- [BRIEF]: What lines below hold the string "metal"? Copy them all.

- [GIVEN INFORMATION]:
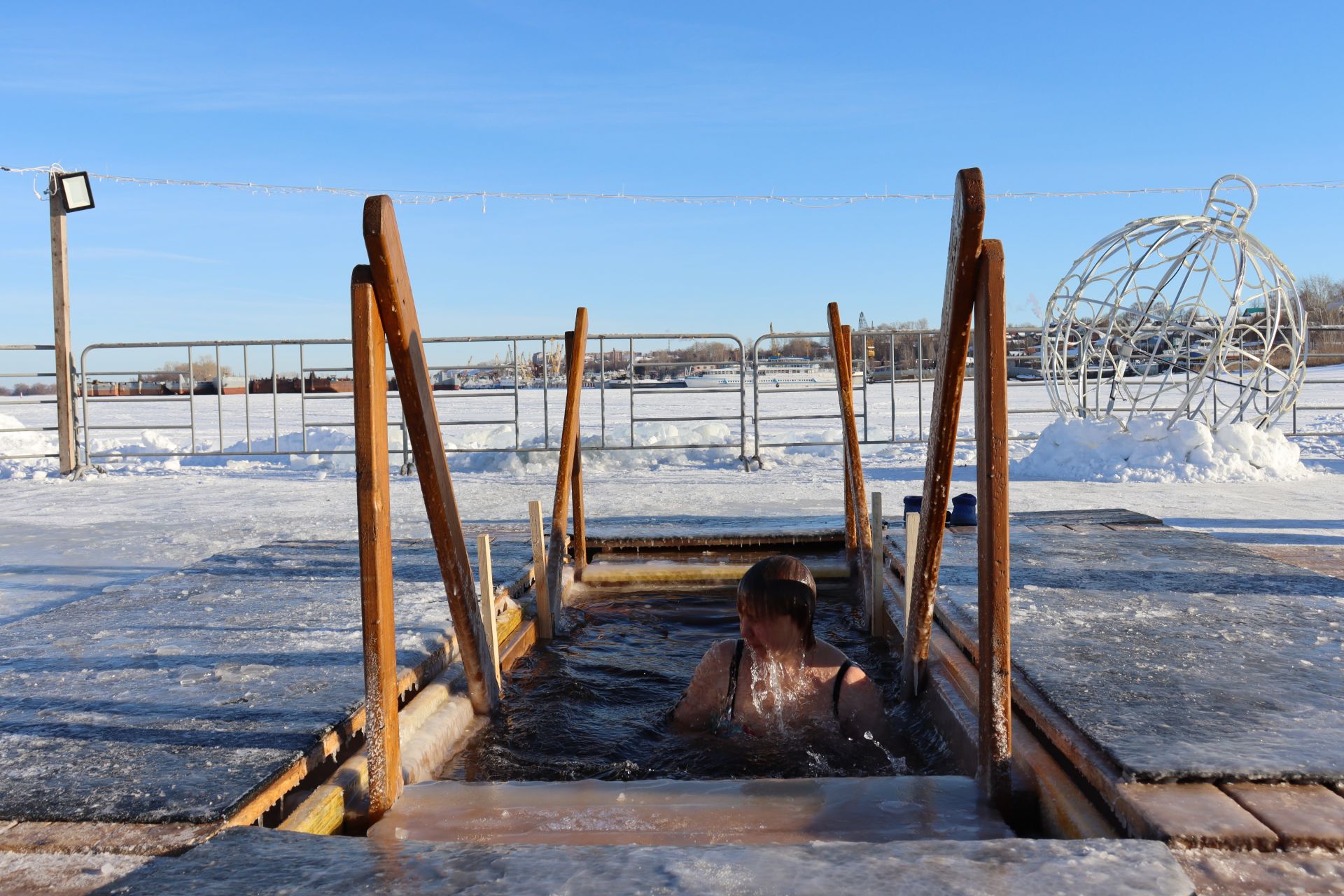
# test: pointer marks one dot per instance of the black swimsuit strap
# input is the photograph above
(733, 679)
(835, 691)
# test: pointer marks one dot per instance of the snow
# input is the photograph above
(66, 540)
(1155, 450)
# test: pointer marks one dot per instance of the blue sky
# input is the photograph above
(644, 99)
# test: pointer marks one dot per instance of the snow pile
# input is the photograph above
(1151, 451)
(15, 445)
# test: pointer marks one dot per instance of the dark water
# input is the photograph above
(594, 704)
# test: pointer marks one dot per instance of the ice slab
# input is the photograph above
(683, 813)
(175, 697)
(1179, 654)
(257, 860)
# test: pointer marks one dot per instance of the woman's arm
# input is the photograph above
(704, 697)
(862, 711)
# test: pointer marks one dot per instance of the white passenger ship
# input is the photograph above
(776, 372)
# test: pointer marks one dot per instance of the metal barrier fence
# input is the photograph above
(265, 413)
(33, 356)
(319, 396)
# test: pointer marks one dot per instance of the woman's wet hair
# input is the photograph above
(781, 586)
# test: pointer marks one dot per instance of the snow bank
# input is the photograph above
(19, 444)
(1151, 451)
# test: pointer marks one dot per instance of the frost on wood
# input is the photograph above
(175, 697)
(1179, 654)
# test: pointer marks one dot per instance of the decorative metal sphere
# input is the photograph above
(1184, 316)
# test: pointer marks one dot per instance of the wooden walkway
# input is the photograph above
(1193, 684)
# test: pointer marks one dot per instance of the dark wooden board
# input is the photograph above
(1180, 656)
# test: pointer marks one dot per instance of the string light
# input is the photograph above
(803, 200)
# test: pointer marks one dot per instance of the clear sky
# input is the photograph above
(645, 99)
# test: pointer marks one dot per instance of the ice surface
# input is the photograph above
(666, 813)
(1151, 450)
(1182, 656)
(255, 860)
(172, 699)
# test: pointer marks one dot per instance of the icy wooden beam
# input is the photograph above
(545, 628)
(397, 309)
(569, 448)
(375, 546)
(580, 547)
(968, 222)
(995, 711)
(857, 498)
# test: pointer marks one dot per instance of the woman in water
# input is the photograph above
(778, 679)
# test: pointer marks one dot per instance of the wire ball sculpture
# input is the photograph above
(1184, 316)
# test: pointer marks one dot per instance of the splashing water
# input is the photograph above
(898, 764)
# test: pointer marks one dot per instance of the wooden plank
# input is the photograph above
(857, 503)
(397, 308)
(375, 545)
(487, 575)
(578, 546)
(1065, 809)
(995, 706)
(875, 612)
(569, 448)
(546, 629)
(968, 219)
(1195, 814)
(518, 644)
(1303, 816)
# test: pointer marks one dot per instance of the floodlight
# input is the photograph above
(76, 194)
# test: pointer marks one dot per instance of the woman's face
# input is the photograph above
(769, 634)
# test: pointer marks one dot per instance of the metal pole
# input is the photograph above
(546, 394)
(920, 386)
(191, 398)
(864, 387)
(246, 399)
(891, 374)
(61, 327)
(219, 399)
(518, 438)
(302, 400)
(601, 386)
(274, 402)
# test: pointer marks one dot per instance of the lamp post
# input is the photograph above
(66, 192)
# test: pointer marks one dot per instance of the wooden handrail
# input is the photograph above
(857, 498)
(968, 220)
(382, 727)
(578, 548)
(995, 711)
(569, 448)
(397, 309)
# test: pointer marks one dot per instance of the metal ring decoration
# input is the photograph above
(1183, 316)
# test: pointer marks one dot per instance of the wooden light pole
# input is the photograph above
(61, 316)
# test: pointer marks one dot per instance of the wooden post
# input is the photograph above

- [RESPONSE AREA]:
# test: pointer marks one dot per instance of the metal barrier fence
# test: pointer marks one dot per instance of the decorative metal sphere
# test: pointer marks one dot per instance of the metal pole
# test: pointer marks one dot per instance of the metal ring decoration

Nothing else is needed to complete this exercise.